*THE TASK:* Locate the line that contains "Expected: one point per instance of the door", then copy it and all later lines of the data below exactly, through the last one.

*MATERIAL PROVIDED:*

'''

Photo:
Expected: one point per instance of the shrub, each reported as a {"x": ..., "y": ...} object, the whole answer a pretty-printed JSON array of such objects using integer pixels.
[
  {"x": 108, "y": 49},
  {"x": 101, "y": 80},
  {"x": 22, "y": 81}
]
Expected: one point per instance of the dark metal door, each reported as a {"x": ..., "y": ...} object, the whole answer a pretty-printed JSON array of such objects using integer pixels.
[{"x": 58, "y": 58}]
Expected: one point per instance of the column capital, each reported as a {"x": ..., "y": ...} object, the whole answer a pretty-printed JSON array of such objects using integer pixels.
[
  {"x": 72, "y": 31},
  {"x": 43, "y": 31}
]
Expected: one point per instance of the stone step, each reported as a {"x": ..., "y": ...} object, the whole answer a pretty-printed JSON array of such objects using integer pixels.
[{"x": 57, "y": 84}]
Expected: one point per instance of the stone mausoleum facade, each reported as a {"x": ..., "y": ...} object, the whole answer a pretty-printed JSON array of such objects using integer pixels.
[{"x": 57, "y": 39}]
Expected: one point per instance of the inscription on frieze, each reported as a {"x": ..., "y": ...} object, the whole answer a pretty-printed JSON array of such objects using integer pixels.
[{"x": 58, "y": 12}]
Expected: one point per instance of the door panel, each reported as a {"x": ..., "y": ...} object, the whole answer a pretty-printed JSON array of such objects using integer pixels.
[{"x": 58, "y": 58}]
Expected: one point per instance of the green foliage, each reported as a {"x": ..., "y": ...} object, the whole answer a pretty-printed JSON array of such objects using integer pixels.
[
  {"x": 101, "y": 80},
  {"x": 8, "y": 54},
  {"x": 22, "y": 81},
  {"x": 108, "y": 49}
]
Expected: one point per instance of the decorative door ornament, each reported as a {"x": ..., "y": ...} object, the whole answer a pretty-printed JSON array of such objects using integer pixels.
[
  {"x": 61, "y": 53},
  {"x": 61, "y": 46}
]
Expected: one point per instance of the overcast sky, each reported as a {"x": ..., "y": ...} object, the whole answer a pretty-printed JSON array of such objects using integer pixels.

'''

*ANSWER FOR THE TASK:*
Expected: one point per instance of the door panel, each reported as a {"x": ..., "y": ...} object, the whole answer a pretty-printed JSON array of such objects using integer pixels.
[{"x": 58, "y": 58}]
Expected: one point per instance of the green foliage, each reported as a {"x": ..., "y": ...} object, the whole answer a pretty-printed JSON array of such objects using integer pixels.
[
  {"x": 101, "y": 80},
  {"x": 8, "y": 54},
  {"x": 22, "y": 81},
  {"x": 108, "y": 49}
]
Expected: one point per instance of the decorative door ornament, each reported as a {"x": ..., "y": ...} object, the whole answer a pretty-printed JSON array of such objects using integer pixels.
[
  {"x": 61, "y": 53},
  {"x": 61, "y": 46}
]
Expected: one point per instance of the overcast sky, each reported as a {"x": ..., "y": ...} object, the whole answer a pretty-printed JSON array of such objects using integer pixels.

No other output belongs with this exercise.